• ポイントラベリング用データセットの抜粋:

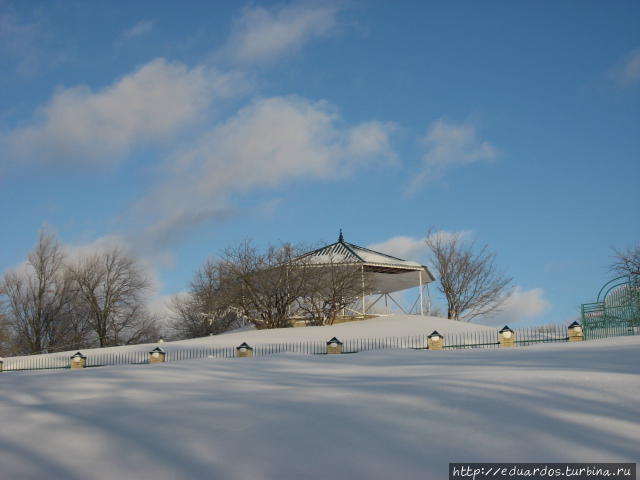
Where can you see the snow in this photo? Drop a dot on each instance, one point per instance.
(383, 414)
(380, 327)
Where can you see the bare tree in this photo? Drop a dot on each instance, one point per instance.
(263, 286)
(36, 299)
(468, 277)
(204, 310)
(110, 289)
(328, 289)
(626, 262)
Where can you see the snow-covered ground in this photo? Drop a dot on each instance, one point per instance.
(387, 326)
(384, 414)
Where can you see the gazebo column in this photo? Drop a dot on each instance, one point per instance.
(421, 300)
(364, 308)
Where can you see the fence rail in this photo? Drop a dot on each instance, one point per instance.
(468, 340)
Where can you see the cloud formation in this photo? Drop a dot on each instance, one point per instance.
(267, 143)
(412, 248)
(448, 146)
(151, 103)
(262, 35)
(628, 73)
(140, 29)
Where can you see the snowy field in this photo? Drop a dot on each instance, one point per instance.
(384, 414)
(386, 326)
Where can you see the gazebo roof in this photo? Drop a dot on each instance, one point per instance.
(342, 252)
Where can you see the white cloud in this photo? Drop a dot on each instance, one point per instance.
(447, 146)
(628, 73)
(261, 34)
(521, 305)
(152, 103)
(265, 144)
(412, 248)
(140, 29)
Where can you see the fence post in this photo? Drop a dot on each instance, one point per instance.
(244, 350)
(435, 341)
(78, 361)
(507, 337)
(575, 332)
(157, 355)
(334, 346)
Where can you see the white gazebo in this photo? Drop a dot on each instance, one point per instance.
(384, 274)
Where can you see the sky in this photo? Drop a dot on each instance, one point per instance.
(176, 129)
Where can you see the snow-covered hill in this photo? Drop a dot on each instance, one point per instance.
(373, 415)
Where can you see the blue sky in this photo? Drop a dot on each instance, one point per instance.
(179, 128)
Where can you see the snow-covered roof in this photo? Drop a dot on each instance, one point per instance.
(342, 252)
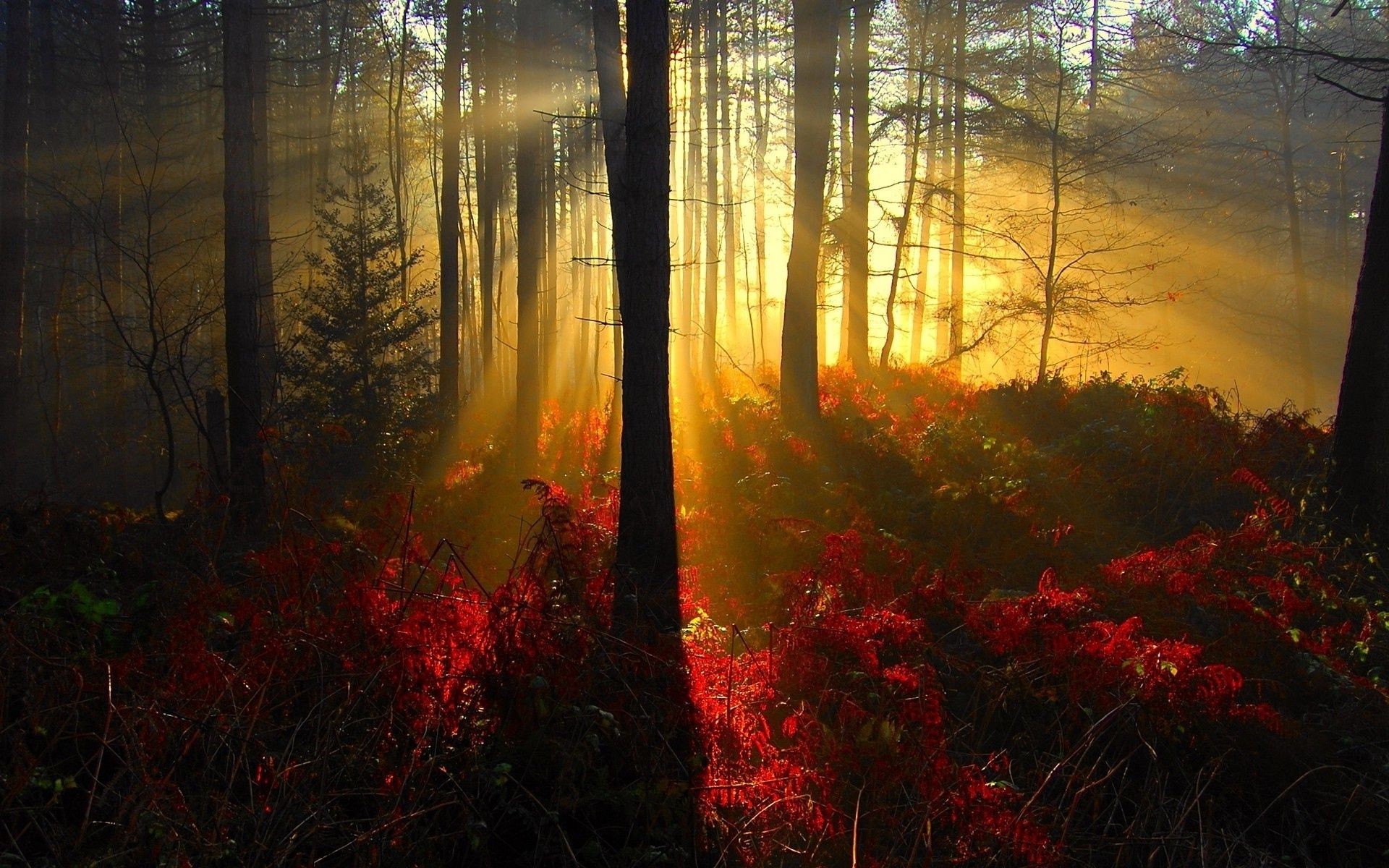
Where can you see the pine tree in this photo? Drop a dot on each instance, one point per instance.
(362, 359)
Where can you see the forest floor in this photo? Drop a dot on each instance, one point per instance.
(1011, 625)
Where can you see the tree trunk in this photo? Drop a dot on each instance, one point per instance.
(816, 33)
(1295, 246)
(919, 307)
(449, 217)
(267, 321)
(490, 155)
(14, 170)
(1360, 451)
(957, 202)
(729, 132)
(531, 131)
(638, 152)
(710, 363)
(914, 153)
(856, 216)
(242, 281)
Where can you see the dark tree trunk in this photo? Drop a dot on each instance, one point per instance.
(14, 170)
(242, 246)
(816, 31)
(901, 250)
(957, 200)
(449, 217)
(490, 153)
(710, 359)
(267, 321)
(531, 146)
(637, 132)
(856, 214)
(1360, 451)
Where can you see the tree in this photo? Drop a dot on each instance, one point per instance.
(14, 163)
(1360, 451)
(531, 146)
(856, 210)
(637, 148)
(243, 27)
(362, 359)
(449, 217)
(816, 34)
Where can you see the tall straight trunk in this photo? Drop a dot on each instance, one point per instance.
(1049, 288)
(710, 362)
(946, 122)
(531, 146)
(1295, 244)
(490, 166)
(449, 214)
(899, 255)
(551, 312)
(396, 148)
(637, 148)
(111, 265)
(685, 350)
(14, 181)
(267, 324)
(1359, 474)
(844, 167)
(816, 31)
(919, 306)
(856, 216)
(242, 242)
(957, 200)
(762, 122)
(1094, 85)
(582, 232)
(729, 199)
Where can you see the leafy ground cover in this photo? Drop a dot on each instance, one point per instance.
(1059, 625)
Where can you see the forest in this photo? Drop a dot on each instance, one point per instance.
(697, 433)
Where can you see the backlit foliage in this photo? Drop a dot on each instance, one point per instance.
(975, 644)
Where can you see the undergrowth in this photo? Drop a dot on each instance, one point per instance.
(1059, 625)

• 課題概要: 「Where can you see the sky」を含む行から始まり「(1011, 625)」を含む行で終わる範囲の行だけを、「Drop a dot」を「Place a marker」に書き換え、その他は一切変えずに示してください。画像は解答に含めないでください。

• 解答例:
Where can you see the sky in this photo? Place a marker on each instance, one point per instance.
(176, 129)
Where can you see the snow-covered hill in this photo? Place a marker on each instance, one point per instance.
(373, 415)
Where can you see the blue sky in this photo? Place a marker on each instance, one point per instance.
(179, 128)
Where can you see the snow-covered roof in this photo? Place a marker on each instance, one point per instance.
(342, 252)
Where can you see the pine tree in this photo? Place a marker on each instance, one point per instance.
(362, 359)
Where can you see the forest floor in this photo? Place a marker on each instance, one point per instance.
(1011, 625)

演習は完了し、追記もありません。